— BEGIN MATERIAL FOR THIS TASK —

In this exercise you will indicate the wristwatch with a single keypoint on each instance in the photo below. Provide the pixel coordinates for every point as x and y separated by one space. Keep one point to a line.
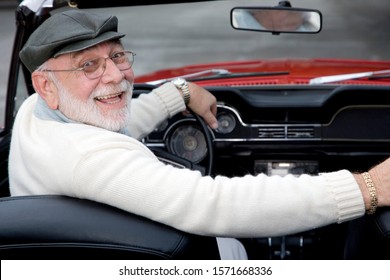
181 84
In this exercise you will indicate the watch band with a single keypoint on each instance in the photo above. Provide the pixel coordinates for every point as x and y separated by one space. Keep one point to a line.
182 84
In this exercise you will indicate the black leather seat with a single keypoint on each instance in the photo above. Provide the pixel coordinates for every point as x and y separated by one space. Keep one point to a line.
57 227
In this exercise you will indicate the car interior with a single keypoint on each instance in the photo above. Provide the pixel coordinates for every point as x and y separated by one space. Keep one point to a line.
271 129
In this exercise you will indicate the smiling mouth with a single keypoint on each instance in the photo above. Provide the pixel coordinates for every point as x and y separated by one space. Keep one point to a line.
110 99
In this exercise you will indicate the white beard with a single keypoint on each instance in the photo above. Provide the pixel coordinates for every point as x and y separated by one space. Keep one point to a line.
89 113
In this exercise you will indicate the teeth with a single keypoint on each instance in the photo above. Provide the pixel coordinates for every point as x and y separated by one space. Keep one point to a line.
107 96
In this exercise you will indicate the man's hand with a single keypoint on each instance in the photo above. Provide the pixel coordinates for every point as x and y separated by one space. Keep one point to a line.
204 104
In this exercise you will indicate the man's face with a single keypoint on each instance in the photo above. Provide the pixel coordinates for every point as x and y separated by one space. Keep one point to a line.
102 102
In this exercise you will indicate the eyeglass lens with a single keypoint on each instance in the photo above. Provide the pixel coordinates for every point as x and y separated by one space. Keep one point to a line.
95 68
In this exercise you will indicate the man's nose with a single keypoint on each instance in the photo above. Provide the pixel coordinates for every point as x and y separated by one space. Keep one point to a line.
112 73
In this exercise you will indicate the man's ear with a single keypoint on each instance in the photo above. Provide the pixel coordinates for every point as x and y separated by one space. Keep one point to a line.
46 89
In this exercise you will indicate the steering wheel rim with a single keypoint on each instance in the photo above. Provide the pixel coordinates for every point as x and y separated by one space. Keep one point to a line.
209 143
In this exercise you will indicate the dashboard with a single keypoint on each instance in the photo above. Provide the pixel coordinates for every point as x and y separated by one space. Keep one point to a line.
286 129
280 130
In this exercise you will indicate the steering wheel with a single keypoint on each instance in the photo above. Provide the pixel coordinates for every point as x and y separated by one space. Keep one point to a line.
179 161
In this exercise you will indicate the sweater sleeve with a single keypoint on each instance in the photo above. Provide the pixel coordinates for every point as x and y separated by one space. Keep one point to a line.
149 110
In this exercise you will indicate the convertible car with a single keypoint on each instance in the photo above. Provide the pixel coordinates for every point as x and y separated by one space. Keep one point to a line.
282 109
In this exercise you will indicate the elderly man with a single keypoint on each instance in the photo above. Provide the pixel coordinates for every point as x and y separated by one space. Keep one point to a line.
78 137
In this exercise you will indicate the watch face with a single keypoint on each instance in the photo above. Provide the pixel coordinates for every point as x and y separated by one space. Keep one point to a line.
179 82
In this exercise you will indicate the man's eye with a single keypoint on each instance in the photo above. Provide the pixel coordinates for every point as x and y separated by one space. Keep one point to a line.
91 65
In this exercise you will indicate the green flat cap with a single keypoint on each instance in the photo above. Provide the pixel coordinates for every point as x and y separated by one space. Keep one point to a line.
66 32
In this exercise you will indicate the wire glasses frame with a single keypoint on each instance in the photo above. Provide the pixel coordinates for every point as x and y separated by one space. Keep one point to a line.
94 68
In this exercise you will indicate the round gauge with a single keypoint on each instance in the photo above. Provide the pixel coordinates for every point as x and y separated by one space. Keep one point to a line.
162 126
188 141
226 123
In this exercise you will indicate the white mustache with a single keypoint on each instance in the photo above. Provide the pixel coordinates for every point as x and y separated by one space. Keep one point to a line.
123 86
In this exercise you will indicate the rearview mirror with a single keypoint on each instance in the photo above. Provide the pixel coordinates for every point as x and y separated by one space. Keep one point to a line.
276 19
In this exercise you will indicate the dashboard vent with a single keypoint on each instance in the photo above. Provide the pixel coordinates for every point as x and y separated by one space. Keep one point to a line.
299 132
272 132
287 132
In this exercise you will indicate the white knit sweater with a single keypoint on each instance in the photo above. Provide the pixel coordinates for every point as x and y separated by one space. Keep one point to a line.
54 156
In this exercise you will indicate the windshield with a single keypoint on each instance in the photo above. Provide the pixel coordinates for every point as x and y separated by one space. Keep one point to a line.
175 35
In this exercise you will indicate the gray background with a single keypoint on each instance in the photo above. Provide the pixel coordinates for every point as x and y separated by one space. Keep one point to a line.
340 36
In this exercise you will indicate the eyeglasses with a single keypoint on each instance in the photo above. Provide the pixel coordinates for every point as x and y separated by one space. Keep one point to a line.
94 68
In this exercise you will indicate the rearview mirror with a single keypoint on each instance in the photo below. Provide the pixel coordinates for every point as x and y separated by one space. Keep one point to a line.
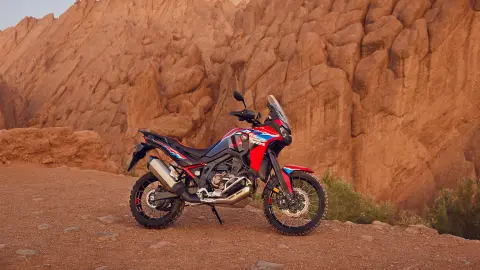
238 96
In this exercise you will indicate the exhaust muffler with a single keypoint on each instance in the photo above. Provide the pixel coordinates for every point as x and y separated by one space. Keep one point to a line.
164 175
166 178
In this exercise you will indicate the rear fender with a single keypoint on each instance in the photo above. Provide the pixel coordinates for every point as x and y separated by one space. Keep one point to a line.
140 152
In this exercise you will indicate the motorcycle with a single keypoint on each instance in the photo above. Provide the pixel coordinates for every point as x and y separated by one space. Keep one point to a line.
227 173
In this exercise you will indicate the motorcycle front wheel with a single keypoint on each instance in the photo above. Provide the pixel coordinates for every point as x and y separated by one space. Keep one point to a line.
304 213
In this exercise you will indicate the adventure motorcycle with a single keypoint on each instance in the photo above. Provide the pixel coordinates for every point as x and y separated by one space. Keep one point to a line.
227 173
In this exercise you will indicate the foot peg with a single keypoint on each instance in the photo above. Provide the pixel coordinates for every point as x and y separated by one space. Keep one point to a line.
216 214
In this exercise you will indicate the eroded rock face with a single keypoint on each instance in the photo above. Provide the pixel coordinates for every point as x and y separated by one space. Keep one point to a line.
382 91
12 105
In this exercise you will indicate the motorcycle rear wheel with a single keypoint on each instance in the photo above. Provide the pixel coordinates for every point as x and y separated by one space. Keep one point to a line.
144 210
310 207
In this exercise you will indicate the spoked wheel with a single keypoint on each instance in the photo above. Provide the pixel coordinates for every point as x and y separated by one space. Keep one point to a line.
147 211
304 213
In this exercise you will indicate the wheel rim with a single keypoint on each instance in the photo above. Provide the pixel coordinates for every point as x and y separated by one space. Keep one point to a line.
304 211
148 206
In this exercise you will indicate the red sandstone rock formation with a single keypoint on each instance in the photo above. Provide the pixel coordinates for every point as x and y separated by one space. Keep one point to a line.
385 92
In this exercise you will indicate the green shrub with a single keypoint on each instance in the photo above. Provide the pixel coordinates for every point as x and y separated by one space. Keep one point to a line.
458 212
345 204
408 217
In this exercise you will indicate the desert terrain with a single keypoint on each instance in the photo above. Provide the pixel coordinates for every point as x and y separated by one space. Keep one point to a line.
383 92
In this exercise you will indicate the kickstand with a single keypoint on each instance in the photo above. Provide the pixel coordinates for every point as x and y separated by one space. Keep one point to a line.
216 214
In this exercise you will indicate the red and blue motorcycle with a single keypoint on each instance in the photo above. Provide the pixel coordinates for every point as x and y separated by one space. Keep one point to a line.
227 173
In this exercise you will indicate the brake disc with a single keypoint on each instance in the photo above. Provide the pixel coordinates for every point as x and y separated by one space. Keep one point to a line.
300 197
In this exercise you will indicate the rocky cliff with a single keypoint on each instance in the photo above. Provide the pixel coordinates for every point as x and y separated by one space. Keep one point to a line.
385 92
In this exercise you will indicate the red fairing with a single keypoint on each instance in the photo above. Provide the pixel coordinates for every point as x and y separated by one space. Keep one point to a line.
230 133
286 178
260 137
298 168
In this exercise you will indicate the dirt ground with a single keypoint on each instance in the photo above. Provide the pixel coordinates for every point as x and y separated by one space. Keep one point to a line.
66 218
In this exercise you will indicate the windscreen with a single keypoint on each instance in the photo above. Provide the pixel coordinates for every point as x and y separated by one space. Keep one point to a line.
278 109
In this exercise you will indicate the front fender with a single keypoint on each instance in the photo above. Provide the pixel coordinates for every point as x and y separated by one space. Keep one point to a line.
289 169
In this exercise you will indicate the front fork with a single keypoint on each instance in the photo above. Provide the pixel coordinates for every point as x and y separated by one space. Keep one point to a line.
283 178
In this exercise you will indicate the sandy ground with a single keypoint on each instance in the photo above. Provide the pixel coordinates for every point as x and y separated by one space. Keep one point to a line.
73 219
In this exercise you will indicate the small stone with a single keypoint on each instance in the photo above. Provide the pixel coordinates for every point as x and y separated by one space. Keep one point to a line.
47 160
380 223
160 244
44 226
108 219
27 252
368 238
423 228
71 229
411 230
266 265
107 236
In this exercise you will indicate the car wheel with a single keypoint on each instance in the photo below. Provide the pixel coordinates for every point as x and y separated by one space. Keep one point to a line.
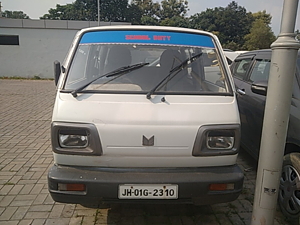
289 189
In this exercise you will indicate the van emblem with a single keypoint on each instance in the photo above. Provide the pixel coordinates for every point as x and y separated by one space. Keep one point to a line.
148 142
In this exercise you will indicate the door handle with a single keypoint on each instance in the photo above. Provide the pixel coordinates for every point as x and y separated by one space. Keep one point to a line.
241 91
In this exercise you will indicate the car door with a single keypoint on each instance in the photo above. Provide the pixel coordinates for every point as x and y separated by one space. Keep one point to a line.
252 105
239 70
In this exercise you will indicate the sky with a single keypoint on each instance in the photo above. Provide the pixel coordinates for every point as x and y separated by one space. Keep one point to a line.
35 9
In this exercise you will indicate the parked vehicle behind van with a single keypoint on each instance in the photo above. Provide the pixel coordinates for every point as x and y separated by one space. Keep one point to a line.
143 115
251 73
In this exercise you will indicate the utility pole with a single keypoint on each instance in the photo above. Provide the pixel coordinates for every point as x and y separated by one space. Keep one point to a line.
278 103
0 10
98 4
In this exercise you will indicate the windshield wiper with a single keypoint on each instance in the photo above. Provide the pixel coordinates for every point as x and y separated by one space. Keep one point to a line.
124 70
177 69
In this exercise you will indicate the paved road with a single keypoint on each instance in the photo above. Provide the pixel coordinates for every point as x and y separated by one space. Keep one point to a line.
25 157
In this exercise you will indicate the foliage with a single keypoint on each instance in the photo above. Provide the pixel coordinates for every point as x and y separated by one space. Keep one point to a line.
297 32
14 14
236 28
260 36
173 9
231 23
110 10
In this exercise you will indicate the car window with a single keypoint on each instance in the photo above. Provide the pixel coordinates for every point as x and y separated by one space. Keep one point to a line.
260 70
241 67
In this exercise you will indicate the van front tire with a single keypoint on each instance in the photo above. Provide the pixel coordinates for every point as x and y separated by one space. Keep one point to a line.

— END MATERIAL FOR THIS TASK —

WHAT YOU SHOULD DO » Exactly and only the lines from the one containing "In this exercise you will indicate the parked" through the end of the material are to be reproduced, both ends included.

EXERCISE SOLUTION »
In this exercise you will indicate the parked vehicle behind van with a single keypoint on each instance in the photo above. Provide the pixel coordinates for every point as x and y separated by one space. Keep one point to a line.
143 115
251 73
In this exercise you will indicate the utility pole with a single keypoint on each instance in the photo above. Provide the pixel coordinates for every point as x and y separated by one space. Keep one point to a line.
278 103
0 10
98 4
In this exercise you will indicate the windshield wiper with a single keypoint on each instance in the photo above. Provide the pixel coordinates for every point as x and y separated by one space. Keep one point to a line.
124 70
177 69
In this exercise you will indicate the paved road with a single keypoint on each instance in the photo above. Provide the pixel coordinates for every point as x and y separated by one space. Keep one point to a line.
25 157
In this exercise you will indicate the foliage with a single keypoint on each instance in the photo above. Provide the pixel coordinates for every point as x and y separated by one space. Keep one point to a line.
297 32
14 14
236 28
260 36
173 9
231 23
110 10
In this exercise you will indicate the car window with a single keypoint on each instance in the photo above. Provide the pixel coordinates for every point as x and y separated by one space. Keep one point to a line.
260 70
241 67
In this exercise you will indicate the van front tire with a single keypoint on each instance in the photo above. Provide the pixel coordinates for every point as x and y separated by one space. Keep one point to a line.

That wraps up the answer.